### INFORMATION PROVIDED
***

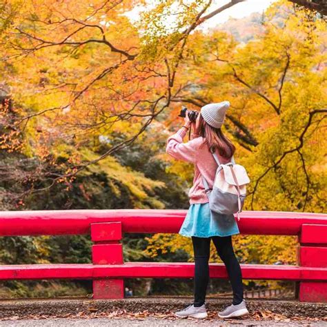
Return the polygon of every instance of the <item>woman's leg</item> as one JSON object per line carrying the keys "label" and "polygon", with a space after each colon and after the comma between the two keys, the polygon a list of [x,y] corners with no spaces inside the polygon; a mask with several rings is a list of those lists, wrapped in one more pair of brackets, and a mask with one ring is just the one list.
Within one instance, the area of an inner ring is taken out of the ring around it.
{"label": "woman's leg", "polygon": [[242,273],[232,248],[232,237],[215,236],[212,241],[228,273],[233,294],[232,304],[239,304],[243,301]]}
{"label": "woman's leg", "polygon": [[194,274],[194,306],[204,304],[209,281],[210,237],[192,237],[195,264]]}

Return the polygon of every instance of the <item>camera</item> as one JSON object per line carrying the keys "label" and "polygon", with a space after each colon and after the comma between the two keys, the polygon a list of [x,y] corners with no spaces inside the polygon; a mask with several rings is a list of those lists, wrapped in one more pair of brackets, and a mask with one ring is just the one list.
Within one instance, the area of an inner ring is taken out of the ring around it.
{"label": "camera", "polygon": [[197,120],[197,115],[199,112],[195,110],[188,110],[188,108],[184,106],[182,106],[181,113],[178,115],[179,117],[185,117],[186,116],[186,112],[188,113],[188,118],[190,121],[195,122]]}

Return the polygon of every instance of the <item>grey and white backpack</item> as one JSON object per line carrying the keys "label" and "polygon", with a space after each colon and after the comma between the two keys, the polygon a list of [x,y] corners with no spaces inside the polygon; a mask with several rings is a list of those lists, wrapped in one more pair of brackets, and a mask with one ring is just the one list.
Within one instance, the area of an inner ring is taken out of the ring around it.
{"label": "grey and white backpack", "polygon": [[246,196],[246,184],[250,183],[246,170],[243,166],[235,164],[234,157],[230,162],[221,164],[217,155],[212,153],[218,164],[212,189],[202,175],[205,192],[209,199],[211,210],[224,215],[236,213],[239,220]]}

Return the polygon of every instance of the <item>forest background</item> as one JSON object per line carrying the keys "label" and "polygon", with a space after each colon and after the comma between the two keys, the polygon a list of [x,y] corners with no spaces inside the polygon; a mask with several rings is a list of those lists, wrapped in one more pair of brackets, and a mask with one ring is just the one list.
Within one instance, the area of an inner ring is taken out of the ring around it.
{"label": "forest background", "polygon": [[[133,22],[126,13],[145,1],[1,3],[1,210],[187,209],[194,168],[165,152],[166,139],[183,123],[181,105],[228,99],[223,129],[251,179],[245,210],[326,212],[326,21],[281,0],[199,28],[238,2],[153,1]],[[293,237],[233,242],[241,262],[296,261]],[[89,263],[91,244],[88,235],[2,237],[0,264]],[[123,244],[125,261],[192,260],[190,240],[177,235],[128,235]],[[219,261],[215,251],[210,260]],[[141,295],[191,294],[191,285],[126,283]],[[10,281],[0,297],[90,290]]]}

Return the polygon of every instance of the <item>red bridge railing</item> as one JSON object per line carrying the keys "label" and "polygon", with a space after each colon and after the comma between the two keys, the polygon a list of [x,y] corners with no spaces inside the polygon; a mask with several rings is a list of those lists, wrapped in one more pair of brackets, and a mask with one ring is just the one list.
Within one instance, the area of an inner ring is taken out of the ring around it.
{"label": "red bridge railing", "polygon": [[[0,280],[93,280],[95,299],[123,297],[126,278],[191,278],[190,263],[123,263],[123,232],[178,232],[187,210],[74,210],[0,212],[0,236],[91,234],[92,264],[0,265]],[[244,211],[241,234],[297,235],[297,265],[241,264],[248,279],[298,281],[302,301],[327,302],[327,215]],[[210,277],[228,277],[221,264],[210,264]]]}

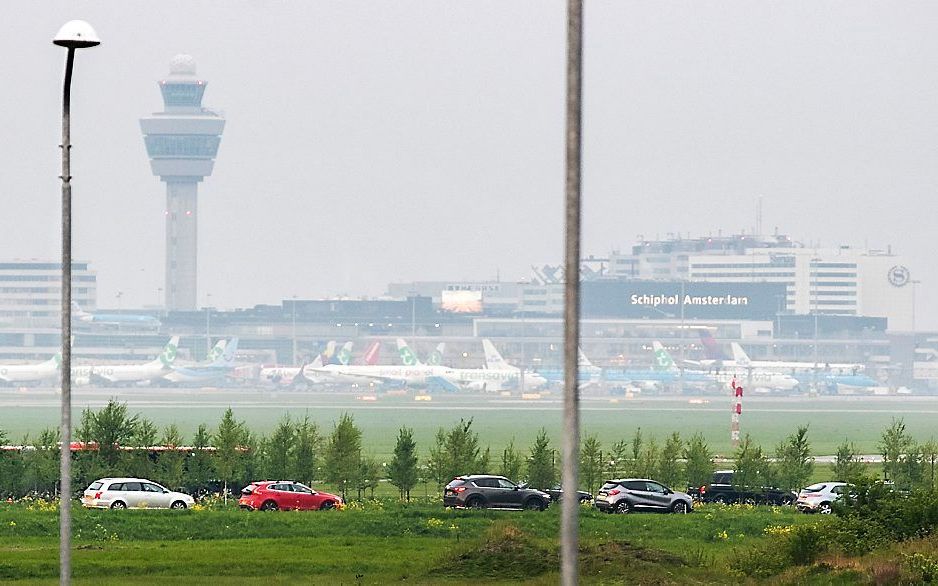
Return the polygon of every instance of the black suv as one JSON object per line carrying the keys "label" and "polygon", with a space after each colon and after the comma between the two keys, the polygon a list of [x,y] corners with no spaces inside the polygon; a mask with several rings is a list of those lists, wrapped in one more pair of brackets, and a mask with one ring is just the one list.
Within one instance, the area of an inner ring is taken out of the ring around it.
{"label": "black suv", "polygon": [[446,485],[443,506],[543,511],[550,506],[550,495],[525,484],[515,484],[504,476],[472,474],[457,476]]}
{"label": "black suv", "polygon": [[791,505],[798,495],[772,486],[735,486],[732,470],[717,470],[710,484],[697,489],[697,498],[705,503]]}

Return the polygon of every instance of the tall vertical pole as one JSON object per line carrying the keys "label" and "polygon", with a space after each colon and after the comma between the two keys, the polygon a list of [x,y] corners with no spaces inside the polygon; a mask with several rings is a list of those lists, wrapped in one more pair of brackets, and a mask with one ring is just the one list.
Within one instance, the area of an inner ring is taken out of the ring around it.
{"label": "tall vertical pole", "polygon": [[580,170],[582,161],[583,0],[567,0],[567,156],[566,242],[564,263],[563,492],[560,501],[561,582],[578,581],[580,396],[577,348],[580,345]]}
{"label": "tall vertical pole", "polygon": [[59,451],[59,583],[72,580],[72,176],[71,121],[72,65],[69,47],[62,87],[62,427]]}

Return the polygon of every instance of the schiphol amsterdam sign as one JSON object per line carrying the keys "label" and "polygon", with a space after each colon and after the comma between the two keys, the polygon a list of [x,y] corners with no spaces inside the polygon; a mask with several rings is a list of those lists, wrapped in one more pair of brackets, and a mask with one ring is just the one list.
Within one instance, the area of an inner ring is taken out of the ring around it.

***

### WORK TO COMPLETE
Repeat only the stretch of lines starting at the one containing "Return the polygon of every instance of the tall" and running to the final line of the entries above.

### OUTPUT FOR THIS EXERCISE
Return the polygon of every instance of the tall vertical pole as one JSON object per line carrying the keys "label" and "polygon", with a space after each colon and after the comma between the two keys, the polygon a list of [x,y] corners with no spaces inside the polygon; a mask with several rings is a list of those lists, wrapped in one more pair of brackets, and a mask with one ring is just the one list.
Within one instance, the area of an inner ring is taken out of the ring around it.
{"label": "tall vertical pole", "polygon": [[580,170],[582,161],[583,0],[567,0],[567,156],[566,242],[564,263],[563,492],[560,501],[561,582],[578,581],[580,396],[577,348],[580,345]]}
{"label": "tall vertical pole", "polygon": [[59,451],[59,583],[72,580],[72,176],[71,121],[72,65],[69,47],[62,87],[62,427]]}

Return the polygon of every instance of the schiphol amsterdam sign as one JSON object per line carrying the keys "label" and "polygon", with a space after each colon and after the comma between the two keys, the polygon a list of [x,y] corners with no spaces inside the polygon; a mask with several rings is a list of those lists, wrapped in one more pair of brackets, and a mask with one ring is just the one list.
Within one instance, the area of an inner ring is taken out of the ring around it.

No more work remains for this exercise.